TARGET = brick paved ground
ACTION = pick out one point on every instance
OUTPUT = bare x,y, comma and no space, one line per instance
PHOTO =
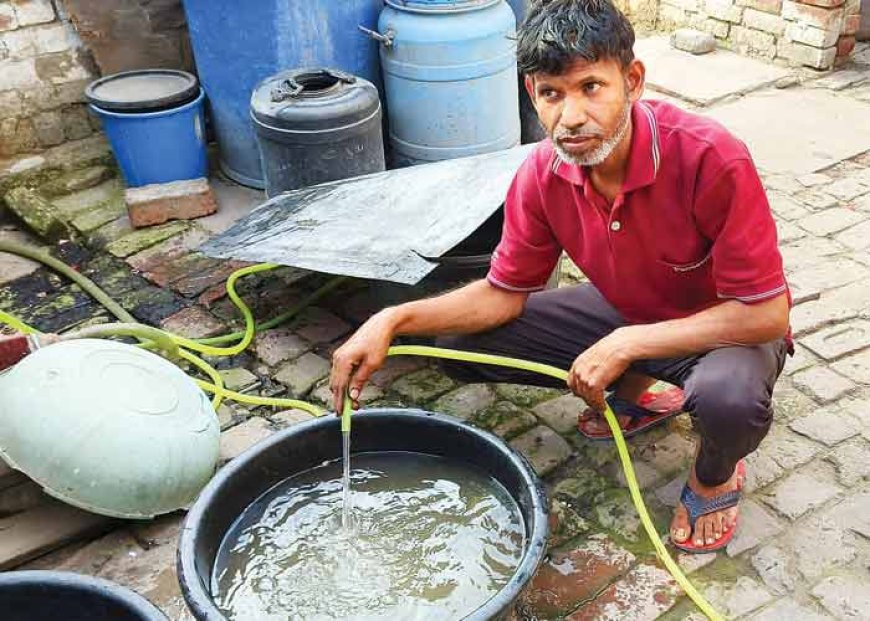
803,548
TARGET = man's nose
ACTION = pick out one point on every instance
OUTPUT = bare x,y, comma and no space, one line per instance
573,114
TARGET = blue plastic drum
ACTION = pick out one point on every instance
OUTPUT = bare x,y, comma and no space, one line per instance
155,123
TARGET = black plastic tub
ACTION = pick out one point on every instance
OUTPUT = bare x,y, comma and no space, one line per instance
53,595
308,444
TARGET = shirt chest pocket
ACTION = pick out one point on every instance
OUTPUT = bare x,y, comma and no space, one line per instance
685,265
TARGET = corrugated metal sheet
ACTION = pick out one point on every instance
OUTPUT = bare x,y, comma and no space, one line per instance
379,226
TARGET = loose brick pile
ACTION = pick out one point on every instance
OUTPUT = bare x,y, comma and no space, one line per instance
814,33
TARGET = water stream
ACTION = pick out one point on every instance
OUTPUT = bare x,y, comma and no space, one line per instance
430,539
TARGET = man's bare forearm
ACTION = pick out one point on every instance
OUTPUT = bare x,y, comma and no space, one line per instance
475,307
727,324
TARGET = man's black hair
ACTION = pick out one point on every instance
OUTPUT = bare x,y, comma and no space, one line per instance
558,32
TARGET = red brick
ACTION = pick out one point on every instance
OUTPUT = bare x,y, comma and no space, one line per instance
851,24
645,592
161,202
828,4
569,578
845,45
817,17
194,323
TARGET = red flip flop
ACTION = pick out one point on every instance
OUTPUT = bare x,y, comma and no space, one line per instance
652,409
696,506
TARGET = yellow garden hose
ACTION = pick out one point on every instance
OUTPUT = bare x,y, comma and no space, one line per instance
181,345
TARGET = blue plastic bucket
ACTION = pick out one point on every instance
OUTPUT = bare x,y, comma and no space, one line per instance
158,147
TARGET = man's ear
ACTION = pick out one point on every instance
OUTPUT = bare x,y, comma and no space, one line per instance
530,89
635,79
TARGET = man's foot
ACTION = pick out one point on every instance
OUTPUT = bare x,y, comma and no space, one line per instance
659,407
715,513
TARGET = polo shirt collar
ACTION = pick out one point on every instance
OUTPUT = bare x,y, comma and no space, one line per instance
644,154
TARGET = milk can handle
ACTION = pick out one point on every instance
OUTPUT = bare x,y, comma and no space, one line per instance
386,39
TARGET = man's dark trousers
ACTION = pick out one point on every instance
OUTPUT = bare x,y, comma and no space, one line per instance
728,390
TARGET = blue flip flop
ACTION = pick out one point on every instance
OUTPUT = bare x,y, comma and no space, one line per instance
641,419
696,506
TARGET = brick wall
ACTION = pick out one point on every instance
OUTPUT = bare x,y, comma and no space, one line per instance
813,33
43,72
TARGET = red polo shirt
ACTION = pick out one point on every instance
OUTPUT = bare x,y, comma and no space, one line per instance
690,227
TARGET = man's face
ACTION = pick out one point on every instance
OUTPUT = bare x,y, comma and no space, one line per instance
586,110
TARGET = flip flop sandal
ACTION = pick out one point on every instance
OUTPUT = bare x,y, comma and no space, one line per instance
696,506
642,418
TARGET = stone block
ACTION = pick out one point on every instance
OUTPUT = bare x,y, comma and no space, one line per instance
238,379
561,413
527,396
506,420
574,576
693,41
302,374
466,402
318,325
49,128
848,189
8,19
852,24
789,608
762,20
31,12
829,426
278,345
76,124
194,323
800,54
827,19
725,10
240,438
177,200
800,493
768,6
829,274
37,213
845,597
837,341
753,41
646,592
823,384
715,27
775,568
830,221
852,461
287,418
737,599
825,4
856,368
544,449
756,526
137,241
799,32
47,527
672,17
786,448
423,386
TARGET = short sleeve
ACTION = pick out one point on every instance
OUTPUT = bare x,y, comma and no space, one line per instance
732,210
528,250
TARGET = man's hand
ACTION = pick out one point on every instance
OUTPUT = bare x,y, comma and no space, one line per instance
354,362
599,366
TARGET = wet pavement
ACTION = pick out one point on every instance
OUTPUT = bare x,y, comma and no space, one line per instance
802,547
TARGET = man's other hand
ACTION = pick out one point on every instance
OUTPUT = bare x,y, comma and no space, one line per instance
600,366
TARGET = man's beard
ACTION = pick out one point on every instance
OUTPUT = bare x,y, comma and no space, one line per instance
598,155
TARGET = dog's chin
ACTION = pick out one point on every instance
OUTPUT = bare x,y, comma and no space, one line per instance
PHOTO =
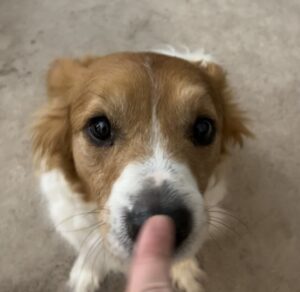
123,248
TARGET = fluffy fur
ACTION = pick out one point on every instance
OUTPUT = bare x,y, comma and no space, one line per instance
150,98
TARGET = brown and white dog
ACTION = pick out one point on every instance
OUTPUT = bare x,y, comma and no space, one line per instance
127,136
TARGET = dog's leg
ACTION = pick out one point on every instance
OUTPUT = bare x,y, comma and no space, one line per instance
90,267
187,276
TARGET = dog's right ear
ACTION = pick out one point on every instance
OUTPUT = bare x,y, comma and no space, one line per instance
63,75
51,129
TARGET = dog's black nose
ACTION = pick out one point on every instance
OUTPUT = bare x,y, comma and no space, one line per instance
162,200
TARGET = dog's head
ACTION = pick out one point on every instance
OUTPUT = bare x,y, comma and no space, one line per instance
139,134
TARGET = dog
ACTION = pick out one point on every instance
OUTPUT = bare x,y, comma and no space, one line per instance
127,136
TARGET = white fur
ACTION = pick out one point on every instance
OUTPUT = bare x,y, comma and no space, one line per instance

...

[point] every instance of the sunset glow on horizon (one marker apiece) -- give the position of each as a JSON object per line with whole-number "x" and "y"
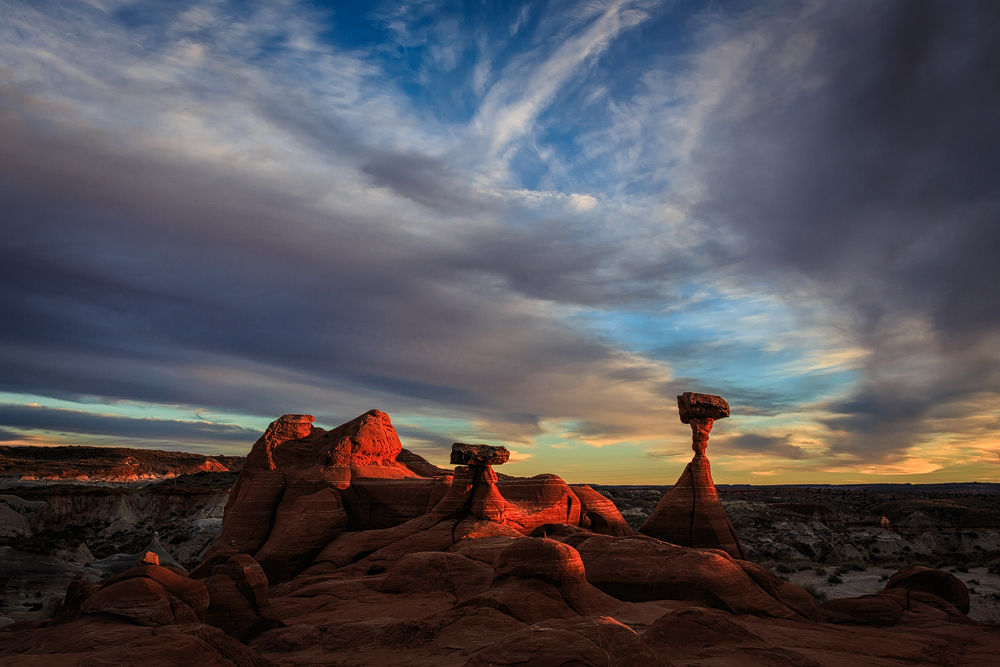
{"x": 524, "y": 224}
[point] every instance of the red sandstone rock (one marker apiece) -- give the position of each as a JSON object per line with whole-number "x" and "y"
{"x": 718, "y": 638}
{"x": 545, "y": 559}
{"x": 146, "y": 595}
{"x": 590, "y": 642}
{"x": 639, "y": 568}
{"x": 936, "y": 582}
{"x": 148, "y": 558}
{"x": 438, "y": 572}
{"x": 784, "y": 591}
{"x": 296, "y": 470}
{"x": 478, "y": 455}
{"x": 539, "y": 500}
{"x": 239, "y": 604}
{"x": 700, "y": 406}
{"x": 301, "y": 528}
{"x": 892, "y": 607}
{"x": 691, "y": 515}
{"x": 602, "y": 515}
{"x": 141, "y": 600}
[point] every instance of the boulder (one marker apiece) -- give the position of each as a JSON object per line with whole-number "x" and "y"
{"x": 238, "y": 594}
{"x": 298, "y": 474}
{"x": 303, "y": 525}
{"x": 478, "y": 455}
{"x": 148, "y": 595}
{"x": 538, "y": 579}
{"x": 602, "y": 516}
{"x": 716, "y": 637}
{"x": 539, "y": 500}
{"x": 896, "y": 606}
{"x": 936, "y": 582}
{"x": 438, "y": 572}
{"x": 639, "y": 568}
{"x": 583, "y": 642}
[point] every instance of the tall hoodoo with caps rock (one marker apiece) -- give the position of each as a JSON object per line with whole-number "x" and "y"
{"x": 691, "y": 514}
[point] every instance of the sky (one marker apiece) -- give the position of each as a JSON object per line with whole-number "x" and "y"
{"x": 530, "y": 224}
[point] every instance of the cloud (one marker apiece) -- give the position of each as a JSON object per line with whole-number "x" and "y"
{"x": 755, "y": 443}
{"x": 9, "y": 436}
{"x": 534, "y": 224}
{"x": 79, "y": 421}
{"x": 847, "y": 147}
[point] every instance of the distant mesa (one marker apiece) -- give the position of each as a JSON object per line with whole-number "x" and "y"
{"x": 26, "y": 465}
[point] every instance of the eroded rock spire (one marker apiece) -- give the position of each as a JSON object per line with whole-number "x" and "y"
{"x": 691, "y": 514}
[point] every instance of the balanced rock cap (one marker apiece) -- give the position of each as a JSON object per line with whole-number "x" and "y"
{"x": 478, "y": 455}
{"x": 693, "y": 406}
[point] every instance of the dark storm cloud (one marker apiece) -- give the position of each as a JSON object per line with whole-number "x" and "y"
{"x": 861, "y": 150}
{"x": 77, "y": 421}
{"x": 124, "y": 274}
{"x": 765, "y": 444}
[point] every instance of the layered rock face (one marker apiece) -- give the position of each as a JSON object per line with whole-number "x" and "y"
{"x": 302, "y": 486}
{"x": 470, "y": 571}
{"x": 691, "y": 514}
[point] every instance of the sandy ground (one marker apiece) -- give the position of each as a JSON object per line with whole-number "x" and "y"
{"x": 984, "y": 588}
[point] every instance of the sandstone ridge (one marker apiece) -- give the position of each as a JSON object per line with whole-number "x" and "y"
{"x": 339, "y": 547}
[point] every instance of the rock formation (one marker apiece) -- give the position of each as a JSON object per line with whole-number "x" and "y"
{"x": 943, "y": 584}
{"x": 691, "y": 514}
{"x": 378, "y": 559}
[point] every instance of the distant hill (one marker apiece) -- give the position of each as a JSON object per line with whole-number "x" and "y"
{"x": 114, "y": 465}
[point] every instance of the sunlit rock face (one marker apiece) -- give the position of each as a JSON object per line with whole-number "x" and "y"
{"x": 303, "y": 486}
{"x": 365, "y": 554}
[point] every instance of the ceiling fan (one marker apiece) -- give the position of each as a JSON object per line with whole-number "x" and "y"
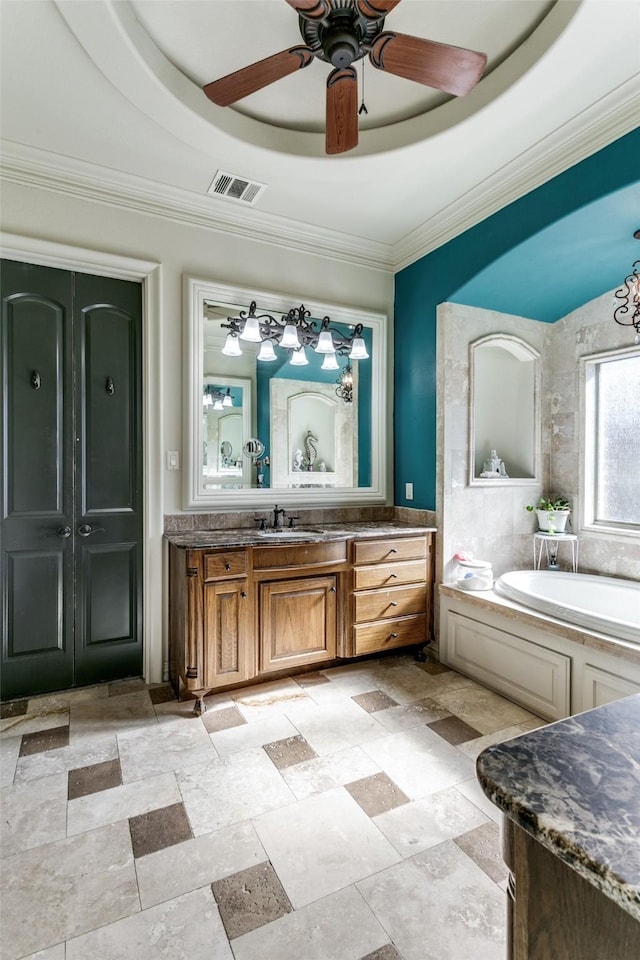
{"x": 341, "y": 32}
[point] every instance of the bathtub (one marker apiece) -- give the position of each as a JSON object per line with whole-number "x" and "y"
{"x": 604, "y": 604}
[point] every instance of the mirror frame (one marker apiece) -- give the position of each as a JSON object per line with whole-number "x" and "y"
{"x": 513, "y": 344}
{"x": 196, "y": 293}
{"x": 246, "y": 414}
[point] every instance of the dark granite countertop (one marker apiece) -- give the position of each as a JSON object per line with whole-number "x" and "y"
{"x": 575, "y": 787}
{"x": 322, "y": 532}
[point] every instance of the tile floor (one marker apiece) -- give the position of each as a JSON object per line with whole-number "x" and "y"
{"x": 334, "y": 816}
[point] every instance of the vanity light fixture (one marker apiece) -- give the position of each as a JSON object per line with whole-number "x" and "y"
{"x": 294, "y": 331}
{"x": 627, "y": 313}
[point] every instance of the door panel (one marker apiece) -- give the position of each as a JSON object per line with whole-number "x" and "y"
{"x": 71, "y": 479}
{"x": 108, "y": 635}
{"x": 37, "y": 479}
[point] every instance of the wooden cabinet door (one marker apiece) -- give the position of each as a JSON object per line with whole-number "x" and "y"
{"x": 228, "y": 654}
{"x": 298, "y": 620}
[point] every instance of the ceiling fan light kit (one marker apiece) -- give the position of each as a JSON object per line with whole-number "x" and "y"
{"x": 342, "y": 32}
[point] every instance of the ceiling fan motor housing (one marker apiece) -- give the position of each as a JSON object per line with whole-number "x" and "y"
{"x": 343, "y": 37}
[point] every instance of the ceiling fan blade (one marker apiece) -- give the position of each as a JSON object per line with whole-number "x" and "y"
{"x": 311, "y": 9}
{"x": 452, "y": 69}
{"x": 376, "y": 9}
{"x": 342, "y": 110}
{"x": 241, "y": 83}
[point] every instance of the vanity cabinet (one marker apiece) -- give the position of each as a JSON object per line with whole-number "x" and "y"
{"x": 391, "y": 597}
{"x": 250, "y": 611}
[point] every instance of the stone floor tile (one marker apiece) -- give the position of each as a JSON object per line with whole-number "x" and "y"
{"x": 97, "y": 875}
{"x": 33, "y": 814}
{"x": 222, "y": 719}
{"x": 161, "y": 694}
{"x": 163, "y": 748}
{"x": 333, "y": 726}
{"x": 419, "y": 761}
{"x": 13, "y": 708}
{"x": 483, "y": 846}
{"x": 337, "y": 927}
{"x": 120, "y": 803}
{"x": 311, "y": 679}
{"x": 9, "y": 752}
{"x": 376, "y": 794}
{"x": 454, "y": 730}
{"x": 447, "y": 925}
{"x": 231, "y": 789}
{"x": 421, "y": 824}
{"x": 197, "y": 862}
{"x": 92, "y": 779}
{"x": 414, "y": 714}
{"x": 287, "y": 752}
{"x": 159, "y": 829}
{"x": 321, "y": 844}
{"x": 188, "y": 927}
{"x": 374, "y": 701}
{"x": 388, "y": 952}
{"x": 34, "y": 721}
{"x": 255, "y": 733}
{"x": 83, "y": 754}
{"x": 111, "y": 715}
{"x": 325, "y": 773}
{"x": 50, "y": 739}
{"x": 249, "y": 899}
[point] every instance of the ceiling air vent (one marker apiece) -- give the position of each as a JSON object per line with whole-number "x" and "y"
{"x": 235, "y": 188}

ASSIGNMENT
Using the data above, retype exactly and only the lines from the one containing "TARGET = brick paved ground" up to and including the one containing "TARGET = red brick", with no pictures carried over.

TASK ANSWER
TARGET = brick paved ground
ACTION = pick out one point on every instance
OUTPUT = bare x,y, comma and no space, one line per instance
PHOTO =
803,548
TARGET = man's nose
ACTION = pick out one point on every instance
OUTPUT = bare x,y, comma and no space, one line per instance
573,114
TARGET = blue plastic drum
ACTION = pick out one point on every instance
OUTPUT = bare x,y, comma and no space, one line per instance
155,123
TARGET = black plastic tub
ACTION = pick out one point on every instance
OUTPUT = bare x,y, comma and no space, one line per instance
53,595
308,444
TARGET = shirt chest pocket
ACTION = pick out one point on every instance
OUTPUT = bare x,y, comma and no space, one line per instance
685,265
TARGET = corrugated metal sheet
ACTION = pick out one point on every instance
OUTPUT = bare x,y, comma and no space, one line per instance
379,226
TARGET = loose brick pile
ACTION = pick out one point on every instance
OUTPUT = bare x,y, comma and no space, one line per instance
814,33
TARGET = water stream
ACTION = pick out one point on every instance
OUTPUT = bare x,y, comma and no space, one line per instance
430,539
TARGET = man's bare forearm
ACTION = pick out one point on every instance
OUTPUT = bare x,y, comma and no space, one line per instance
475,307
727,324
TARGET = man's black hair
ACTION = pick out one point on every instance
OUTPUT = bare x,y, comma and no space, one line per instance
558,32
TARGET = red brick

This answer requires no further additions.